=== Excerpt ===
Forms More Wonderous: Variations on Fantasy Bioforms

inspiration

#1

Hank talks about wonder being one of the hardest things to achieve at the table in ICRPG ME. Fantasy especially can feel like a series of tired tropes paraded out before players, familiar and mundane as an old pair of sneakers. As a way to combat this, to reinvigorate the fantasy world with a sense of magic and wonder, I’ve begun to reimagine the fantasy bioforms to make them more than just people with long lives and curly ears - but to make them fantastical, magic, and alien. My goal was to keep the themes of each of these creatures familiar, but to put those themes into a new, unfamiliar context. I hope some of these ideas serve to fuel your own imaginings.

Elves: Elves are being of artistry and artifice, constructed by their parents. They are not flesh and bone, but wood and silk, glass, marble, bronze and ivory. Silent as breathless statues, these sleepless beings carry the spark of life, carried by their forebearers from Elfland across the veil into the material world, but they know not of age and disease - only wear. The only thing that is known for certain is that iron cannot be used in their construction, the nations of elves tending toward particular materials and methods used in their construction. Their beauty is beyond compare, but it can feel distant, even cold, since they lack the physical urges and reactions of beings of flesh.

Dwarves: Each dwarf is an individual and a colony - a walking talking hive of termite-like creatures constructed of clay, slag, moss and root. They are simultaneously individuals and clans working in cooperation for every step, every hammer strike and axe chop, and for them there is no disconnect between the individual dwarf who speaks, works, and sings, and the clan of tiny beings working inside. They can eat things inedible to most creatures, including paper, wood, and poison fungus, and they tend to drink heavily - not just for fun, but also to keep the hive from drying out. This also makes dwarves resistant to heat and cold for short periodsIf the working hive is so damaged it becomes abandoned, the survivors may constitute a new dwarf/hive with a different personal identity, but the same clan.

=== Data excerpts ===
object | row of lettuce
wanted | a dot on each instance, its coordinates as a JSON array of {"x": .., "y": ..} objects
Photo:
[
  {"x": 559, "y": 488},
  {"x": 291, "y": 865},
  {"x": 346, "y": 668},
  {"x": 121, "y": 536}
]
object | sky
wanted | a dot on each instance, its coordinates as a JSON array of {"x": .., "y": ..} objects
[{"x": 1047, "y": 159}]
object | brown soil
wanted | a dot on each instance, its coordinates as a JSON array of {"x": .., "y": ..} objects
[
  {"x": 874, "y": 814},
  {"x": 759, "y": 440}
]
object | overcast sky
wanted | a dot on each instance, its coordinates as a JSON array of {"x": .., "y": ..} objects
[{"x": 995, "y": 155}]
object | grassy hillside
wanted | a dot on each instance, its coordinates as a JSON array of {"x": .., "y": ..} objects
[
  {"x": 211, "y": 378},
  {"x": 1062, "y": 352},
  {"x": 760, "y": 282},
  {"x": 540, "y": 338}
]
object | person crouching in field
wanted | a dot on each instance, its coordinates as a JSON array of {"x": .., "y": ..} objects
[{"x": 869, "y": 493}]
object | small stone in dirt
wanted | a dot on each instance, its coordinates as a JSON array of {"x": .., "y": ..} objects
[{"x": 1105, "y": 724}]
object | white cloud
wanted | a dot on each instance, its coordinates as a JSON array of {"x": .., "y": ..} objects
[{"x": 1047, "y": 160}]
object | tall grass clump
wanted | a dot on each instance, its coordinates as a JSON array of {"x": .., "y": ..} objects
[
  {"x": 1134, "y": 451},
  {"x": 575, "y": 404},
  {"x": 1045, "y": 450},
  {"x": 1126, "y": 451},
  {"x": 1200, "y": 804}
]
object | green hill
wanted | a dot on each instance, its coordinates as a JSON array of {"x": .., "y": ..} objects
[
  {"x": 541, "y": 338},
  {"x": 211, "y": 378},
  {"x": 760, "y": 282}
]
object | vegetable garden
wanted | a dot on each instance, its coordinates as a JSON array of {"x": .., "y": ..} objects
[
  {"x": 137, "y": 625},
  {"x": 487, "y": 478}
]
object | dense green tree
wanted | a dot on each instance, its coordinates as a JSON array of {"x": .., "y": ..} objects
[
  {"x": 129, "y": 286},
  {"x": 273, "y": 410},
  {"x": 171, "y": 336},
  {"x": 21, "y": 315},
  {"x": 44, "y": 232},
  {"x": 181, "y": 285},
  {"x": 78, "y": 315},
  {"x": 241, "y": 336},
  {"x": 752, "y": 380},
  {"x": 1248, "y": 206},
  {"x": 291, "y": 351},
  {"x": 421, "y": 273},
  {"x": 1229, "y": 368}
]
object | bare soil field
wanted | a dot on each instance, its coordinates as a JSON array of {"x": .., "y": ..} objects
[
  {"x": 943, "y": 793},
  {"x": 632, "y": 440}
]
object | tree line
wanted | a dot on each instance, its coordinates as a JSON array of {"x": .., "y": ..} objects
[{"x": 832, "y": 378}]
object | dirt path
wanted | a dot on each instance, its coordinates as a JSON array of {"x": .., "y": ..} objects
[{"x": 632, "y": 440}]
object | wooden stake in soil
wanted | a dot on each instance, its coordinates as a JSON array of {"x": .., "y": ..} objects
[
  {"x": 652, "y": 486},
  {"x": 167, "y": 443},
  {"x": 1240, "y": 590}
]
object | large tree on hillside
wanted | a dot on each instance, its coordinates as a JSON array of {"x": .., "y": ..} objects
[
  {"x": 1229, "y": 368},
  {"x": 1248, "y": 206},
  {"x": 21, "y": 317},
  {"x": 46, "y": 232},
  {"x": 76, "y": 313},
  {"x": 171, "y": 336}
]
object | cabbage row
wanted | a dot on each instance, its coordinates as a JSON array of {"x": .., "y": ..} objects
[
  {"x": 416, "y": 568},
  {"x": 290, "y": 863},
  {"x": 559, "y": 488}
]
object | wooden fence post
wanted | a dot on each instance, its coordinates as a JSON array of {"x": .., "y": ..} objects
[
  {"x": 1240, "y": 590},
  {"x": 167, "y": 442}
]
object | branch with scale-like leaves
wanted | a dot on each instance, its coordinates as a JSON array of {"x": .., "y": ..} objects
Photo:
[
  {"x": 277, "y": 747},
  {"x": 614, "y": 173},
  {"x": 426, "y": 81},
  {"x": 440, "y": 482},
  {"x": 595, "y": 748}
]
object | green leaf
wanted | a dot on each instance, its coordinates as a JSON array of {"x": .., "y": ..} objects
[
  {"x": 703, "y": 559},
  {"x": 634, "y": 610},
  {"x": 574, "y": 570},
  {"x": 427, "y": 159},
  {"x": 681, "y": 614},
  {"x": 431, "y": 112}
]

=== Questions on the material ===
1 – In the piece on fantasy bioforms, what material can never be used to construct an elf?
2 – Carry on the piece on fantasy bioforms from the point where it stops.

=== Solved tasks ===
1 – Iron.

2 –
Goblins: diminutive subterranean beings, strangers to the sun so long their eyes vanished long ago, their pale skins burn in bright light. They are very clever, making contraptions, mixing reagents, digging tunnels; their keen hearing beyond reproach, and footsteps light and quick as a robin’s heartbeat. Blind as they are, they cannot read, and find no use for the histories and stories of other intelligent creatures, save for a few which keep powerful lessons carved into stone with tools stolen from those not burned by the forge-fire.

Small Folk: these plump, little folk known for their voracious appetites have subtle antennae sprouting from their eyebrows. The creatures begin life springing out of the ground as even smaller versions of themselves, skinnier than their elder peers, bulking up over time. They end their lives entering a cocoon stage; however, if any is aware of what they become after leaving the cocoon, none appears willing to share the secret. All they say is that those leaving the cocoons are Small Folk no longer, and they as a people have no concern for who they are, nor what their business is.

Orcs: The Orcs are person-sized tarantula-gorillas whom tend to live in extended family bands of hunters and herders. They are equally comfortable in the open and underground, adapting both their clothing and equipment, and exhibiting minor physical adaptations similar to human beings native to different climates. Having no use for farming, and limited in their ability to produce finished goods, Orcs have developed a reputation as raiders, though this is probably exaggerated by their fearsome appearance.

I may add Torton later. Let me know if you have ideas of your own, or other bioforms you’d like to see me mess with.


Unique alfheim life-form abilities?
#2

This is interesting. Well done!

From my experience, what makes the fantastical in fantasy seem mundane is not that things are tropey, it’s that everything is fantastical, so that’s the baseline. Like, if everyone were 7 foot tall than you wouldn’t consider Shaq tall.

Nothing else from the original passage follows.